__Stored data entries__:
--

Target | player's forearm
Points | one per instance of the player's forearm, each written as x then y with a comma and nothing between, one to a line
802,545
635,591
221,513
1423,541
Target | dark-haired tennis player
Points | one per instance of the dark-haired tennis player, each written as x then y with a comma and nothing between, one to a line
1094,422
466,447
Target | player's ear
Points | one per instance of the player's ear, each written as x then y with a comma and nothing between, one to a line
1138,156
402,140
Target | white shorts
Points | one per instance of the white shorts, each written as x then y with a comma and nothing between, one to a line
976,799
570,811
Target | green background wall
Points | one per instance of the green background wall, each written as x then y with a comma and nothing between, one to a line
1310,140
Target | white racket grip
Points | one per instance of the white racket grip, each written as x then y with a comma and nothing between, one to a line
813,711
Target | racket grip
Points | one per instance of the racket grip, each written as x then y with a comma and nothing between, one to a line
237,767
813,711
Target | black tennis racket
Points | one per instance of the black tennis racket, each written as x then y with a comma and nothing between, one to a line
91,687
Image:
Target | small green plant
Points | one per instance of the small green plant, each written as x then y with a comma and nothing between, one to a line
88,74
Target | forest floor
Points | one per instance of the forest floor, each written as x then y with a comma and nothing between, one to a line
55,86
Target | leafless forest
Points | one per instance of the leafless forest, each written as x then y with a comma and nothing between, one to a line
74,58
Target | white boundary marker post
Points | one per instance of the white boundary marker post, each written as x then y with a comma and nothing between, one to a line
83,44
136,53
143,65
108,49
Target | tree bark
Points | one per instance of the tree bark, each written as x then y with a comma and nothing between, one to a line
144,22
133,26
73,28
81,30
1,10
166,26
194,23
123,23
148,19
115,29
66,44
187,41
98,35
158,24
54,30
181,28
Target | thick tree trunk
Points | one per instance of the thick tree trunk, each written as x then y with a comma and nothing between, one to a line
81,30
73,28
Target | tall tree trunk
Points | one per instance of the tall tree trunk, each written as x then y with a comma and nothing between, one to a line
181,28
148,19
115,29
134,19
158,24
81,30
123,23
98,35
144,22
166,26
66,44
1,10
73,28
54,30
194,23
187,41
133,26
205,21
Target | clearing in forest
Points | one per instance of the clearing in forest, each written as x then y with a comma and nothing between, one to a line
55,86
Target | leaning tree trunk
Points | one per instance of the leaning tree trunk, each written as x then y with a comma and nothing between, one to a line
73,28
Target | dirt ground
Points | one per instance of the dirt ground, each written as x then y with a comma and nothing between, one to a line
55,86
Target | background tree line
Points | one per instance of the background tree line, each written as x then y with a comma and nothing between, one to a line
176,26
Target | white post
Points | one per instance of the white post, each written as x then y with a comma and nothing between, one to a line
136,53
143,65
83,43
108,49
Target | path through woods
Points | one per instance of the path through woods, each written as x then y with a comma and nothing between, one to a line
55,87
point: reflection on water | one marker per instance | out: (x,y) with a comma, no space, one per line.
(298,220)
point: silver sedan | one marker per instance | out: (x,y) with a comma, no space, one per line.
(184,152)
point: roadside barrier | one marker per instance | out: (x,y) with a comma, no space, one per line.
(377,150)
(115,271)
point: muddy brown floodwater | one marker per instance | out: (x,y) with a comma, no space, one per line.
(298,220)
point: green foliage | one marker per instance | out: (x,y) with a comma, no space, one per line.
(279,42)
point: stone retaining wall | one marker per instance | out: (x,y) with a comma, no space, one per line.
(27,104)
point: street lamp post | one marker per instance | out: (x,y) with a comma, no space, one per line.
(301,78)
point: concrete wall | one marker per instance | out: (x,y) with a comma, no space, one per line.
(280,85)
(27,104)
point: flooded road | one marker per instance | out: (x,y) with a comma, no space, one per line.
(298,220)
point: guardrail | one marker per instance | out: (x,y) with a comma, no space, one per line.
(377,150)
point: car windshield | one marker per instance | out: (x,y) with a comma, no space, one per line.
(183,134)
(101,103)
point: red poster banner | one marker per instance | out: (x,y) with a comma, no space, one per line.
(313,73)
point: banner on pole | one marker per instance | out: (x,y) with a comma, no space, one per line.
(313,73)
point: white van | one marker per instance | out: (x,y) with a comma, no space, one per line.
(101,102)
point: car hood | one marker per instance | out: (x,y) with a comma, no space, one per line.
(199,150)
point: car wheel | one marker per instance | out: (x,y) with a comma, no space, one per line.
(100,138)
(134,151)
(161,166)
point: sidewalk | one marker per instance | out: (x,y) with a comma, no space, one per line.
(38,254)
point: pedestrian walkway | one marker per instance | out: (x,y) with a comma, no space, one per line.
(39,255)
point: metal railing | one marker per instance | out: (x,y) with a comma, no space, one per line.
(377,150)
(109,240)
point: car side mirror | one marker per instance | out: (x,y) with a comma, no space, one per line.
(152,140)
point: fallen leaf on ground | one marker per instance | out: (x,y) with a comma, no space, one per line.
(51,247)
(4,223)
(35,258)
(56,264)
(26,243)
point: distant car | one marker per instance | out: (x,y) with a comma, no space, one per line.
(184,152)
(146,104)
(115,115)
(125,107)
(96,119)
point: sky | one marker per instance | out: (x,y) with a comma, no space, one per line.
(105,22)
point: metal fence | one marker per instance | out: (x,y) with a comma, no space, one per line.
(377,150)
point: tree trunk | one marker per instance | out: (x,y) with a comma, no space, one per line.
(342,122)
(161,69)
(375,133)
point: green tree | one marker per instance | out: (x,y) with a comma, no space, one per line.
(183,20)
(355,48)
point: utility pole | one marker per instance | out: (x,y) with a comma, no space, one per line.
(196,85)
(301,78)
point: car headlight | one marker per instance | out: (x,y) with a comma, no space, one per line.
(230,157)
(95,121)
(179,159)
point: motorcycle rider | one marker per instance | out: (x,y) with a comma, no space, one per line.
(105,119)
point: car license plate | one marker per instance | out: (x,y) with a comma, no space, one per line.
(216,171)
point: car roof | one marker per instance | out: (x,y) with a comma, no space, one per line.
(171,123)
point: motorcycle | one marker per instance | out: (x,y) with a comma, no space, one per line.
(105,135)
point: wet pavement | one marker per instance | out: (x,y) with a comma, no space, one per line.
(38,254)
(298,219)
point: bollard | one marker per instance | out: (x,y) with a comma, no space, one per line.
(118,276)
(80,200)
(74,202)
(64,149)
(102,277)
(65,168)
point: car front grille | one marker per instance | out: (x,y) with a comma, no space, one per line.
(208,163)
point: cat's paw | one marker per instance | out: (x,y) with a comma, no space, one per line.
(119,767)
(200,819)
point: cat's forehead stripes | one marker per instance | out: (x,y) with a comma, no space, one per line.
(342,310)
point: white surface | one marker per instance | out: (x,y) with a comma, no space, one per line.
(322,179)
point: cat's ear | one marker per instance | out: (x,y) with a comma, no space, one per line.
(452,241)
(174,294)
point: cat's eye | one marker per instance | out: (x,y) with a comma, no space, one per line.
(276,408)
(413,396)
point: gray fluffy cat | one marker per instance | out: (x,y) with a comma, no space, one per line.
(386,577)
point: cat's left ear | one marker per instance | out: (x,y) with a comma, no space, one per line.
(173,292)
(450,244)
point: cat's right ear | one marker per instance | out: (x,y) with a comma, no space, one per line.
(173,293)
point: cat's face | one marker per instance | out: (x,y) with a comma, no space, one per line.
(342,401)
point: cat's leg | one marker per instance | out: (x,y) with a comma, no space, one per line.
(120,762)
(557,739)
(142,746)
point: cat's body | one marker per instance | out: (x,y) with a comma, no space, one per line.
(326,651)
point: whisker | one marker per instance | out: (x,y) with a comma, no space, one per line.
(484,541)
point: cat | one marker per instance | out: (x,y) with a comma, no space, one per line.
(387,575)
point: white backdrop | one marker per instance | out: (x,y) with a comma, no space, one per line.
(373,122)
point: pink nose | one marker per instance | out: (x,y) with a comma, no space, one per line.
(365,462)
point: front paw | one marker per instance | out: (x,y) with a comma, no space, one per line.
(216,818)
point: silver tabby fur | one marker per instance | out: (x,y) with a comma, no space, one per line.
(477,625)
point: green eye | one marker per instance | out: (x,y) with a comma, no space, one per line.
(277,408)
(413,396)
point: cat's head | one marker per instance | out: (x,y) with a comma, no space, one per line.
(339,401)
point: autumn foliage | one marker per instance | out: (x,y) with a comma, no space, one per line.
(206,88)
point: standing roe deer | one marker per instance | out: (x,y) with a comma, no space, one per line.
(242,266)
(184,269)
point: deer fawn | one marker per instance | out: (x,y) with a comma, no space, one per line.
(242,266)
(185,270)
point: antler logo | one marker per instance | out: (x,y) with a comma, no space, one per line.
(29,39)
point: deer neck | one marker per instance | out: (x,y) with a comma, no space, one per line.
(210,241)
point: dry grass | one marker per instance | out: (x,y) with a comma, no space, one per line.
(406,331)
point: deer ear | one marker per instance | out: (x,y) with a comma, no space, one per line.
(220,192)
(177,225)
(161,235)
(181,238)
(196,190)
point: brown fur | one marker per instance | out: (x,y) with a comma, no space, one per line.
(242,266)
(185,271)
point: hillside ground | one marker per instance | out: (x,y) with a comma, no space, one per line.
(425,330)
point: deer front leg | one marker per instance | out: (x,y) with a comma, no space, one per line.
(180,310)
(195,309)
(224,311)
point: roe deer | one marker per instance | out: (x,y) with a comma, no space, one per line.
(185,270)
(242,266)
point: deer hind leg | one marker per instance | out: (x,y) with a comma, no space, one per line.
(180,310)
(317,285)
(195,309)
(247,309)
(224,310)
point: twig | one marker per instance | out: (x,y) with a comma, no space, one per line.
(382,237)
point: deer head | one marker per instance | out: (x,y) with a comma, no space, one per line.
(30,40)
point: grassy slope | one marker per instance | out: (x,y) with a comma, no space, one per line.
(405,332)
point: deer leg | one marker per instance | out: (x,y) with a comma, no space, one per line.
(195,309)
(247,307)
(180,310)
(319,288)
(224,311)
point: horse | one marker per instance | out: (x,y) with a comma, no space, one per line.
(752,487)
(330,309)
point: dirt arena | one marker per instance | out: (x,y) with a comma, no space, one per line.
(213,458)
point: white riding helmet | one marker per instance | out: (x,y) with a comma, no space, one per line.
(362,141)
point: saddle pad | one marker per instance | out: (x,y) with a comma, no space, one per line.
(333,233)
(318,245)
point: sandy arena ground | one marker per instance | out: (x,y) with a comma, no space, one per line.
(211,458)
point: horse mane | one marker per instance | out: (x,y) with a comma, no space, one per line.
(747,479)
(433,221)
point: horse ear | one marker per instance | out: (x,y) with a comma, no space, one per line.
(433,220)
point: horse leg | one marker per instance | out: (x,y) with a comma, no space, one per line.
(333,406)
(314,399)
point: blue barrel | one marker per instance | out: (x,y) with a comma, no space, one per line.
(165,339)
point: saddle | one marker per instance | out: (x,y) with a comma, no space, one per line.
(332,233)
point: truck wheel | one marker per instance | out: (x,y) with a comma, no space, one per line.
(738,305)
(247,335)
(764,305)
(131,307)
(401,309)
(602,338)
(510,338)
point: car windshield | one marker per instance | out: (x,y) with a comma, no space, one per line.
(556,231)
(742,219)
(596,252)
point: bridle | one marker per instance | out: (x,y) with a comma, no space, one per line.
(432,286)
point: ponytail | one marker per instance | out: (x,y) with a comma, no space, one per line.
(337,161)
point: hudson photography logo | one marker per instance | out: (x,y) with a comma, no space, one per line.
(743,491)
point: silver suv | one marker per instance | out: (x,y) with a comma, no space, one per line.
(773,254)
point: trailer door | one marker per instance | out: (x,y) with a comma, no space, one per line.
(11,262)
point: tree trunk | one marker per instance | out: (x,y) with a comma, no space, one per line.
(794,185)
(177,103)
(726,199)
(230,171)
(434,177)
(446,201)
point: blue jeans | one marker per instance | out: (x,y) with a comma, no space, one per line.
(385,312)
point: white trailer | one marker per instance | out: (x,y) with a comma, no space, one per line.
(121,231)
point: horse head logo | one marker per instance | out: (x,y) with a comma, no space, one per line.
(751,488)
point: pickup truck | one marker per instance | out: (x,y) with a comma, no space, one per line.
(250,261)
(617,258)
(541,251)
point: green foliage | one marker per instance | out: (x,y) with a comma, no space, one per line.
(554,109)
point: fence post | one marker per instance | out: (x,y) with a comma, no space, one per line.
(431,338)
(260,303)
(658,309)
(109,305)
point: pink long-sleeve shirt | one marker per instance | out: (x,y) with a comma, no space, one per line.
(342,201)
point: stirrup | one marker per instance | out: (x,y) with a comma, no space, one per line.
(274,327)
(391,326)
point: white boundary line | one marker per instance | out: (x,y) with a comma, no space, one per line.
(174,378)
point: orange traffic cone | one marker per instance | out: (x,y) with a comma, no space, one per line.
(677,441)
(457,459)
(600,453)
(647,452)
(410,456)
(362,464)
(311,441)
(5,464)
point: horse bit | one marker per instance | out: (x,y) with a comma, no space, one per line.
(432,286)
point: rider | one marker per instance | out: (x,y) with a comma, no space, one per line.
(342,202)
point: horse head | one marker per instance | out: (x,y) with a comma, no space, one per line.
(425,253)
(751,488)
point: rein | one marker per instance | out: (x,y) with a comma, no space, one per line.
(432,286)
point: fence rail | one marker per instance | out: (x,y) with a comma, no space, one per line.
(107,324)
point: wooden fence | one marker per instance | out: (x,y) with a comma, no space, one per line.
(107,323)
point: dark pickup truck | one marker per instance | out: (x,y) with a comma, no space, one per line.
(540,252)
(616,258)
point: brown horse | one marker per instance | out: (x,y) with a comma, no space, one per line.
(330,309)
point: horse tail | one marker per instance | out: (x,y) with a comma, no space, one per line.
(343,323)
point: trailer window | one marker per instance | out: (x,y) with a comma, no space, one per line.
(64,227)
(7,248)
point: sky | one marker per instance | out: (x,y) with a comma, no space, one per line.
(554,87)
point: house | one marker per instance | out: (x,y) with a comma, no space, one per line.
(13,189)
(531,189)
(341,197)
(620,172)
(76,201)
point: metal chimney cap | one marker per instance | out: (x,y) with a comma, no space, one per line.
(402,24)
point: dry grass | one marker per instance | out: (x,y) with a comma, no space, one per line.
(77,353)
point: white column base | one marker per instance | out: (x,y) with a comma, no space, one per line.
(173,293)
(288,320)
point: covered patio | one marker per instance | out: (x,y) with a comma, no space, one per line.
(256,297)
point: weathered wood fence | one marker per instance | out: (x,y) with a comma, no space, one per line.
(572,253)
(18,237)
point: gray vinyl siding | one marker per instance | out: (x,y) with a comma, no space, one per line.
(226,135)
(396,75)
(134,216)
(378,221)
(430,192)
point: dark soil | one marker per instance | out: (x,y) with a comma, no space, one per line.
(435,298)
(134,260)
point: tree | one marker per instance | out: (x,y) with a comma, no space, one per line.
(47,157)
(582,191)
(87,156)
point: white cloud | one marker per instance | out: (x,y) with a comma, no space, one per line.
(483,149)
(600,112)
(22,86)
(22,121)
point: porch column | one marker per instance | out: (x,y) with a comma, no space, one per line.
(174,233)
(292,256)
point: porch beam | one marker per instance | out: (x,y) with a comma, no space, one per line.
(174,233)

--

__Task__: Set down again, word for word, the stretch of records from the line with "Points | one per instance of the tree" to the line with "Target | tall tree trunk", both of those lines included.

__Exercise solution__:
Points | one per instance of the tree bark, each written as x then y with a comma and nothing between, one to a line
144,22
133,26
73,28
81,30
1,10
166,26
194,23
123,23
148,19
115,29
66,44
187,41
98,35
158,24
54,30
181,28
Target | thick tree trunk
Points | one per instance of the thick tree trunk, each written as x then y with a comma and nothing between, one to a line
81,30
73,28
Target | tall tree trunk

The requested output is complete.